→ **ACTIVITY**
What is needed is an exact transcription of every entry below.

((

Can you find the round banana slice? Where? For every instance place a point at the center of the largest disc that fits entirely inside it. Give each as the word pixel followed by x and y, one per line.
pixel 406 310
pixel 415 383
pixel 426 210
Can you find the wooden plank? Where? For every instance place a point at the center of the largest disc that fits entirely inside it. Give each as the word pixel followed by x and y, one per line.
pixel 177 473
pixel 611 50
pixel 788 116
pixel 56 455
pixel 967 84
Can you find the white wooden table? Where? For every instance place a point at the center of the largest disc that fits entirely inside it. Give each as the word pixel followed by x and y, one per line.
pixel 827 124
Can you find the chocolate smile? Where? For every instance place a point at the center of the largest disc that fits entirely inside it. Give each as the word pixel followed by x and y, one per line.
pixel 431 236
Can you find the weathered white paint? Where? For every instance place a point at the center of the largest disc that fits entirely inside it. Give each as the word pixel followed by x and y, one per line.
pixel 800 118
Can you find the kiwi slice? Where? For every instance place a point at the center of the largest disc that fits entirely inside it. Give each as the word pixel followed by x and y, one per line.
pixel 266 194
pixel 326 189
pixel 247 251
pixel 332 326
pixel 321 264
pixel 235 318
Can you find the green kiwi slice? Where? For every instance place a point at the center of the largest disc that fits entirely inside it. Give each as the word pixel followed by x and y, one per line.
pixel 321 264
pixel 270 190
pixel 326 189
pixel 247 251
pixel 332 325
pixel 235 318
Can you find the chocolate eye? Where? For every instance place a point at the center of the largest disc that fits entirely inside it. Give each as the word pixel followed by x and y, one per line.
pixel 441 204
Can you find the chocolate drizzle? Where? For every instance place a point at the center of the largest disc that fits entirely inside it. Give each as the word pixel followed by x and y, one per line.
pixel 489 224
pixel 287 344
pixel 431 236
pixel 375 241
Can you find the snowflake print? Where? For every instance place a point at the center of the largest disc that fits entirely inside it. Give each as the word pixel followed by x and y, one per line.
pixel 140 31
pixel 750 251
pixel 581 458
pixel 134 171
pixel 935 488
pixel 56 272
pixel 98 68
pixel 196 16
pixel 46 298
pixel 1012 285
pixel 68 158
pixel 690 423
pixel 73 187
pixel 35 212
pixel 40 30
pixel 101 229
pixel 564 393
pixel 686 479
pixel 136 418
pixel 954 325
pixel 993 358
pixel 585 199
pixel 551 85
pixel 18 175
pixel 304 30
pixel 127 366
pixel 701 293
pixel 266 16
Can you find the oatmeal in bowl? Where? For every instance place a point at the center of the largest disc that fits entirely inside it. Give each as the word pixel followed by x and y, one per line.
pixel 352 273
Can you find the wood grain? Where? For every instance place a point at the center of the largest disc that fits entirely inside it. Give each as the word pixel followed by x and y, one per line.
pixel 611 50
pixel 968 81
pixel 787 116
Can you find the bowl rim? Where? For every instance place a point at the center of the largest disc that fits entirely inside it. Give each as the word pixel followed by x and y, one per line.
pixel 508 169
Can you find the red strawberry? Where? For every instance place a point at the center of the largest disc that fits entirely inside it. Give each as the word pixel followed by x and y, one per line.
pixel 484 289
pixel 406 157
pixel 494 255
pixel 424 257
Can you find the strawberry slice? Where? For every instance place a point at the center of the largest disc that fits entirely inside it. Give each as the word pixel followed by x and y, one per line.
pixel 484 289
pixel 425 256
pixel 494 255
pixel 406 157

))

→ **ANSWER FOR THE TASK**
Can you find the round banana slice? Where? For every instance place a point at the center of the largest disc that fits entirely inside it. Give each as the word pixel followed by x and y, one per line.
pixel 406 310
pixel 415 383
pixel 426 210
Can you find the wooden plank? Where? For every instance place a point at the center of the largest disc that fits entirely inside it. Give each as the word pixel followed by x and y, one per line.
pixel 177 473
pixel 611 50
pixel 788 116
pixel 56 455
pixel 967 84
Can you find the white wooden table? Where? For every instance place a point at the center of the largest disc that fits entirely inside it. Give each as the word pixel followed by x and y, one per line.
pixel 827 124
Can you find the chocolate smile? Where? For every instance place a point at the center of the largest disc that fits entirely inside it. Give each as the word pixel followed by x and y, one per line.
pixel 431 236
Can you find the weathered white paint? Where? For every instance place a point at the center of the largest disc that fits entirely inside it. Give each as the word pixel followed by x and y, one per line.
pixel 800 118
Can you find the kiwi slice? Where? For every instance place a point at the center of the largest disc that fits entirely inside it. Give each as the word pixel followed by x and y, one per line.
pixel 266 194
pixel 326 189
pixel 247 251
pixel 332 326
pixel 321 264
pixel 235 318
Can you find the green kiwi slice? Where? For every instance place a point at the center of the largest disc that fits entirely inside it. Give each as the word pixel followed by x and y, one per line.
pixel 321 264
pixel 270 190
pixel 326 189
pixel 247 251
pixel 332 325
pixel 235 318
Can you find the chocolate eye? Where? For every instance place a point at the center of the largest disc that fits entirely inside it. Give each as the word pixel followed by x and y, one per line.
pixel 441 204
Can you find the chocolate drizzle? Where? For every instance place a point at the center of the largest disc that fits entirely inside it. Give each as the word pixel followed by x and y, one per line.
pixel 489 224
pixel 287 344
pixel 431 236
pixel 375 241
Can you find the snowflake print? Where? For every instance place a point at the center of the largest disc that fits entirely inside it. Give each as the word pixel followed by x and y, one per line.
pixel 140 31
pixel 750 251
pixel 581 458
pixel 134 171
pixel 935 488
pixel 56 272
pixel 98 68
pixel 196 16
pixel 46 298
pixel 1012 285
pixel 68 158
pixel 690 423
pixel 73 187
pixel 35 212
pixel 40 30
pixel 101 229
pixel 564 393
pixel 686 479
pixel 136 418
pixel 954 325
pixel 993 358
pixel 585 199
pixel 551 85
pixel 18 175
pixel 304 30
pixel 127 366
pixel 701 293
pixel 266 16
Can you find the oatmeal in bowl? Where? For every instance place a point at the center of the largest disc that fits entirely inside it. Give each as the word pixel followed by x and y, one per line.
pixel 352 273
Can you find the wood grain? Where? For every instance place a point at the center of the largest disc that fits entirely inside it. Give each as the word pixel followed by x and y, one per line.
pixel 611 50
pixel 968 81
pixel 787 116
Can you find the bowl rim? Where? For every instance place a point at the center of the largest disc that fits entirely inside it. Give each as the word pixel followed by x and y, one per line.
pixel 508 169
Can you find the red strawberry? Where? For every instance place a point at the center of the largest disc that fits entirely inside it. Give each as the word pixel followed by x and y, one per line.
pixel 484 289
pixel 406 157
pixel 494 255
pixel 424 257
Can you find the strawberry slice? Where? For every instance place a point at the center of the largest disc that fits entirely inside it. Give each as the word pixel followed by x and y, one per line.
pixel 484 289
pixel 425 256
pixel 494 255
pixel 406 157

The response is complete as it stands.